• **EXERCISE GOAL**:
Reproduce each line exactly.

[Records from a dataset]

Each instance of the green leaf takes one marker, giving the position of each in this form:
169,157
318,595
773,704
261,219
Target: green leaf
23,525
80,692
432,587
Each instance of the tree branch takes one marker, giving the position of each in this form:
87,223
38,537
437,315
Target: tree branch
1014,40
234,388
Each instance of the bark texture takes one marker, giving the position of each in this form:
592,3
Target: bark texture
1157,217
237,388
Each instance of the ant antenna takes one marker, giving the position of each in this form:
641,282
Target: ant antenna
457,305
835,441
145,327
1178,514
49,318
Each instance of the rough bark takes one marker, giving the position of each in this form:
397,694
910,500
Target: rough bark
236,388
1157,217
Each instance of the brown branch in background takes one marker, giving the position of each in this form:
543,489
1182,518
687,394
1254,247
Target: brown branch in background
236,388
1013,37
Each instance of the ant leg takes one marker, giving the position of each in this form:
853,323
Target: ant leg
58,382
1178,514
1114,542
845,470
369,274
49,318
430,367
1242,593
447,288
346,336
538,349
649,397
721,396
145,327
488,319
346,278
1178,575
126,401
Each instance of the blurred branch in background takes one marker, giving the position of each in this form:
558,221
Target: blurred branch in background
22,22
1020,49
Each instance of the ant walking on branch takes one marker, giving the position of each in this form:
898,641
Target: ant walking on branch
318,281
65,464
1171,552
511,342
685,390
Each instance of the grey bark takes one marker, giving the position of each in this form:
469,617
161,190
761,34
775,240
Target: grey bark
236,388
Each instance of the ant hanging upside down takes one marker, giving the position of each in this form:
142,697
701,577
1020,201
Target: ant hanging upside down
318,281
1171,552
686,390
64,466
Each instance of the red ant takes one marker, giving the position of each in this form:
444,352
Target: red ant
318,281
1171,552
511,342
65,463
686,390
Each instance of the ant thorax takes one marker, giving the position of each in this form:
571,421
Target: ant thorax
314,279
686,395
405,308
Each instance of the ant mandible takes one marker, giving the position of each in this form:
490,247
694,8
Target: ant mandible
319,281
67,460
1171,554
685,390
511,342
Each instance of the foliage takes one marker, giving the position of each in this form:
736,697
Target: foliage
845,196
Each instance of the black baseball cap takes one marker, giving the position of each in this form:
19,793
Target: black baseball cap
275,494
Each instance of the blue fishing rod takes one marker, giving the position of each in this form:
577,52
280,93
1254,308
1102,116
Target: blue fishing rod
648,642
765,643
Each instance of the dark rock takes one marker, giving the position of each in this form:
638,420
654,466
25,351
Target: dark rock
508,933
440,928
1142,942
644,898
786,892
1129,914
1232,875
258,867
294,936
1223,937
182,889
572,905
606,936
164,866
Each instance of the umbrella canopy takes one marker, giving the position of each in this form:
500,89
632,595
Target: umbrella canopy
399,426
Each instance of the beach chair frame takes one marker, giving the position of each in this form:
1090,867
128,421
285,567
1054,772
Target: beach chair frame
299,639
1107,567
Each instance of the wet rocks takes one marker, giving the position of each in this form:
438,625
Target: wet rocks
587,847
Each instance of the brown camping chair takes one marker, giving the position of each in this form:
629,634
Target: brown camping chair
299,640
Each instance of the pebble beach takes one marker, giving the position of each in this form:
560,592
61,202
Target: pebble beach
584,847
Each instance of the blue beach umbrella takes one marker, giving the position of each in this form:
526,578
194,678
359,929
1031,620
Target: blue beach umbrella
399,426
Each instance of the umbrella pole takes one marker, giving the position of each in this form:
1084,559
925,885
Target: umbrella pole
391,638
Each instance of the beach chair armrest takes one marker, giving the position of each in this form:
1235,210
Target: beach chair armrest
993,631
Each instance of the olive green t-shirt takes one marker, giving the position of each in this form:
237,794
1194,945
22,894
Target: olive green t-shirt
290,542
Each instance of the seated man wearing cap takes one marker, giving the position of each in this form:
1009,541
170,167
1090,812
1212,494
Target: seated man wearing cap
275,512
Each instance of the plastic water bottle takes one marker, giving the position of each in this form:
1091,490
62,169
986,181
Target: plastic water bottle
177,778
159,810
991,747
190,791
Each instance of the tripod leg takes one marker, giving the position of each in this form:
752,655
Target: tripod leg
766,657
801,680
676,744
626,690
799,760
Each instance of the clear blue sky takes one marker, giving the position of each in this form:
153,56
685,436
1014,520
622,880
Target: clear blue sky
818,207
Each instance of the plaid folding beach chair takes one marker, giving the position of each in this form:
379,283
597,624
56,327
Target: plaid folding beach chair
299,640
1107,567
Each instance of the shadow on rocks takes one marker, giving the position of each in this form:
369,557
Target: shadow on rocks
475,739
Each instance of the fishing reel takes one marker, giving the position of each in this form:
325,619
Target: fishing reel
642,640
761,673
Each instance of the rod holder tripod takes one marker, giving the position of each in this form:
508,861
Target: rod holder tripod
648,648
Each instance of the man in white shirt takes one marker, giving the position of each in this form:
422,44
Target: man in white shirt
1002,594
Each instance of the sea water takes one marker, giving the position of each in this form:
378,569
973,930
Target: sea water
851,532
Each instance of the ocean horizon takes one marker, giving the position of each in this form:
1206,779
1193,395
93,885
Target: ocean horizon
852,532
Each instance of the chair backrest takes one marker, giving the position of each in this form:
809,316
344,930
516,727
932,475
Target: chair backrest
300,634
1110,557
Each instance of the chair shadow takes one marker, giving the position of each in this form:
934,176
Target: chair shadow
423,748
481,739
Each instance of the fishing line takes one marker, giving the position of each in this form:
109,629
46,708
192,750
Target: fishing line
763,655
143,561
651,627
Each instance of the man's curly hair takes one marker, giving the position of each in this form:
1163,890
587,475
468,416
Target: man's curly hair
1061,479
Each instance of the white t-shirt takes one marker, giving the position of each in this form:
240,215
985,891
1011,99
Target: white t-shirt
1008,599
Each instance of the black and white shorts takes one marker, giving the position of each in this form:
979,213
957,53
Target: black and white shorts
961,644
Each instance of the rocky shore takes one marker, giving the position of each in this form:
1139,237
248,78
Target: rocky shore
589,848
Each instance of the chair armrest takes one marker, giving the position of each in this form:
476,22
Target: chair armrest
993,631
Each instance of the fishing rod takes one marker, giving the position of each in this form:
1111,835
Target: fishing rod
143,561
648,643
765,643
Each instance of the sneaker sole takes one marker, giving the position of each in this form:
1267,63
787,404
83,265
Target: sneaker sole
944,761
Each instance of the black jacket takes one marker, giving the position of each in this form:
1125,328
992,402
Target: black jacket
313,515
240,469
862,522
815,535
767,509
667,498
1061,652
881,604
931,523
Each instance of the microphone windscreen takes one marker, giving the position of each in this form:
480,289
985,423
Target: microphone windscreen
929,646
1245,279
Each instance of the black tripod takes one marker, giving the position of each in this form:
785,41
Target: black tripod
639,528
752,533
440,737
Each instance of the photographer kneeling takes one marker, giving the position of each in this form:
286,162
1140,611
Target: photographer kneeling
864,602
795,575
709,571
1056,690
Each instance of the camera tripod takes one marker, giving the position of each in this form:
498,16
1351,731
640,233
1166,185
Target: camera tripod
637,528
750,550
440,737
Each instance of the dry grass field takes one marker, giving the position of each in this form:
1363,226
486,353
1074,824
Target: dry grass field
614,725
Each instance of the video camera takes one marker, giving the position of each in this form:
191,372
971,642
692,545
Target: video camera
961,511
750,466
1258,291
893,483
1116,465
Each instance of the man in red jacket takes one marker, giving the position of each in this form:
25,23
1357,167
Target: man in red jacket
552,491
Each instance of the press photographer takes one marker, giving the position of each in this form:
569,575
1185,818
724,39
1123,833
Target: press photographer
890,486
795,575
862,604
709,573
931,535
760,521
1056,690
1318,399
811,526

• **ANSWER TO THIS PROBLEM**:
Each instance of the green leaf takes one marker, giving the position of each in this form:
169,157
318,595
773,704
261,219
Target: green leaf
23,525
80,692
432,587
Each instance of the tree branch takes one marker, giving the position of each in this form:
87,223
38,537
437,315
Target: tree branch
1014,40
234,388
Each instance of the bark texture takes one marker, giving the position of each in this form:
592,3
Target: bark texture
1157,217
237,388
Each instance of the ant antenna takes one marker, giving the position of each in this form:
641,282
Target: ant antenna
457,305
835,441
145,327
1178,514
49,318
Each instance of the rough bark takes one marker, giving the position of each in this form:
397,694
910,500
Target: rough bark
236,388
1157,217
Each instance of the brown branch in background takes one marker, giving the position of each in this form:
543,489
1182,518
687,394
1254,247
Target: brown branch in background
236,388
1013,37
Each instance of the ant leg takes one marker, giving the position of each in this form:
853,323
Target: ant leg
58,382
1178,514
1114,542
845,470
369,274
49,318
430,367
1242,593
447,288
346,336
538,349
649,397
721,396
145,327
488,319
346,278
1178,575
126,401
Each instance of the blurred branch in background takes one marker, giving the position of each in this form:
558,221
Target: blurred branch in background
22,22
1020,49
Each instance of the ant walking on branch takes one marker, giving the position of each in this form:
898,641
Target: ant walking on branch
318,281
65,464
1171,552
511,342
685,390
Each instance of the grey bark takes one marker, giving the position of each in this form:
469,617
161,190
761,34
775,240
Target: grey bark
236,388
Each instance of the ant hanging upside down takes one marker, giving the position of each in this form:
142,697
701,577
1020,201
Target: ant hanging upside down
318,281
1171,552
686,390
64,466
Each instance of the red ant takes one marker, giving the position of each in this form:
444,352
Target: red ant
318,281
1171,552
511,342
65,463
686,390
Each instance of the ant thorax takes one marker, giving the position of each in this form:
571,421
Target: ant thorax
314,279
686,395
405,308
Each instance of the ant mandible takes one marker, giving the position of each in this form:
490,247
694,8
Target: ant mandible
319,281
67,460
1171,554
685,390
511,342
Each instance of the foliage takes one marker, giving the position of each in this form:
736,697
Target: foliage
845,196
Each instance of the black baseball cap takes one marker, giving the position of each in this form:
19,793
Target: black baseball cap
275,494
Each instance of the blue fishing rod takes one marker, giving the position of each in this form:
577,52
280,93
1254,308
1102,116
Target: blue fishing rod
648,642
765,643
Each instance of the dark rock takes one marker, giving the position of each in this form:
638,420
654,466
25,351
Target: dark rock
508,933
440,928
1142,942
644,898
786,892
1129,914
1232,875
258,867
294,936
1223,937
182,889
572,905
606,936
164,866
Each instance of the umbrella canopy takes one marker, giving the position of each in this form:
500,89
632,595
Target: umbrella canopy
399,426
Each instance of the beach chair frame takes one marker, giving the position of each in this form:
1090,867
128,421
285,567
1054,772
Target: beach chair frame
299,639
1107,567
Each instance of the wet rocks takes one marker, giving the position of each in this form:
438,625
Target: wet rocks
587,847
Each instance of the brown camping chair takes one marker, giving the position of each in this form:
629,634
Target: brown camping chair
299,640
Each instance of the pebble beach takes one marker, giving the position of each in this form:
560,592
61,202
Target: pebble beach
584,847
Each instance of the blue beach umbrella takes one marker, giving the position of each in this form:
526,578
194,678
359,929
1031,620
Target: blue beach umbrella
399,426
Each instance of the umbrella pole takes one marker, giving the position of each in this form:
1084,559
925,885
Target: umbrella pole
391,638
Each instance of the beach chair armrest takes one marker, giving the position of each in this form:
1235,210
Target: beach chair armrest
993,631
Each instance of the olive green t-shirt takes one marker, giving the position of each in this form:
237,794
1194,945
22,894
Target: olive green t-shirt
290,542
Each instance of the seated man wearing cap takes one marker, giving the position of each in this form:
1009,541
170,167
1090,812
1212,494
Target: seated man wearing cap
275,512
Each instance of the plastic water bottle takes one marker, giving the position of each in this form:
1091,490
62,169
986,181
Target: plastic water bottle
177,778
159,810
991,747
190,791
Each instance of the tripod leg takes one marker, giving the position of each in this form:
752,655
Target: tripod leg
766,657
801,680
676,744
626,690
799,760
Each instance of the clear blue sky takes one marker, giving the position of each in this form:
153,56
685,436
1014,520
622,880
Target: clear blue sky
818,207
Each instance of the plaid folding beach chair takes one marker, giving the position of each in this form:
379,283
597,624
56,327
Target: plaid folding beach chair
299,640
1107,567
Each instance of the shadow on rocks takes one marker, giving the position of each in this form:
369,557
Target: shadow on rocks
475,739
Each instance of the fishing reel takes one marker, giving the position of each in this form:
325,619
Target: fishing reel
642,640
761,673
Each instance of the rod holder tripod takes one marker, giving the position of each in this form:
508,861
Target: rod holder tripod
648,648
Each instance of the man in white shirt takes one marker, giving the position of each in this form:
422,44
Target: man in white shirt
1002,594
Each instance of the sea water takes one marker, giving the position of each in this form:
378,569
973,930
Target: sea water
851,532
Each instance of the ocean horizon takes one marker, giving the position of each in this form:
1206,779
1193,395
93,885
Target: ocean horizon
852,532
Each instance of the chair backrest takes one marker, giving the position of each in this form:
809,316
344,930
516,727
932,475
Target: chair backrest
300,634
1110,557
Each instance of the chair shadow takes one marker, giving the position of each in this form:
934,176
Target: chair shadow
423,748
481,739
Each instance of the fishing line takes one marker, giving the position of each in this form:
109,629
46,708
192,750
Target: fishing line
763,655
143,561
651,627
Each instance of the man's curly hair takes one marker, giving the position of each in this form:
1163,890
587,475
468,416
Target: man's curly hair
1061,479
Each instance of the white t-shirt takes one marker, giving the position of each in this form:
240,215
985,891
1011,99
Target: white t-shirt
1008,599
Each instance of the black and white shorts takes one marker, giving the position of each in this form:
979,213
957,53
Target: black and white shorts
961,644
Each instance of the rocky shore takes one marker, giving the position of each in this form:
1139,237
248,78
Target: rocky shore
589,848
Each instance of the chair armrest takes one marker, giving the position of each in this form:
476,22
Target: chair armrest
993,631
Each instance of the fishing rod takes one marker, giving the position of each in this form:
1111,835
Target: fishing rod
143,561
648,643
765,643
Each instance of the sneaker sole takes one marker, giving the position of each in this form:
1267,63
787,404
83,265
Target: sneaker sole
944,761
Each instance of the black jacket takes one marker, giving the position of each in this form:
1125,328
992,402
Target: black jacket
313,515
240,469
862,522
815,535
767,509
667,498
1061,652
881,604
931,523
Each instance of the microphone windscreen takes one marker, giving the position of each in this form:
480,289
985,423
Target: microphone windscreen
929,646
1245,279
Each instance of the black tripod takes one marker, giving the position of each in this form:
785,41
Target: black tripod
639,528
752,533
440,737
Each instance of the photographer kneeling takes one marker, giving the position of each in this form:
286,162
1140,611
Target: photographer kneeling
864,602
795,575
709,571
1056,690
Each instance of the camera tripod takes one marker, giving the position of each in this form:
498,16
1351,731
640,233
1166,185
Target: camera tripod
637,528
750,550
440,737
Each instance of the dry grass field takes one marker, giving the position of each in this form:
1363,226
486,353
1074,824
Target: dry grass field
614,725
Each instance of the video camera takes one marker, giving the position of each in this form:
191,372
971,642
692,545
Target: video camera
961,511
750,466
1258,291
893,483
1116,465
Each instance of the man in red jacket takes one marker, giving the position of each in this form:
25,23
1357,167
Target: man in red jacket
552,491
Each instance of the press photographer takes one marker, giving the position of each in this form:
569,575
1185,818
724,39
1123,833
Target: press photographer
890,486
795,575
862,604
709,573
931,535
760,521
1056,690
1318,399
811,526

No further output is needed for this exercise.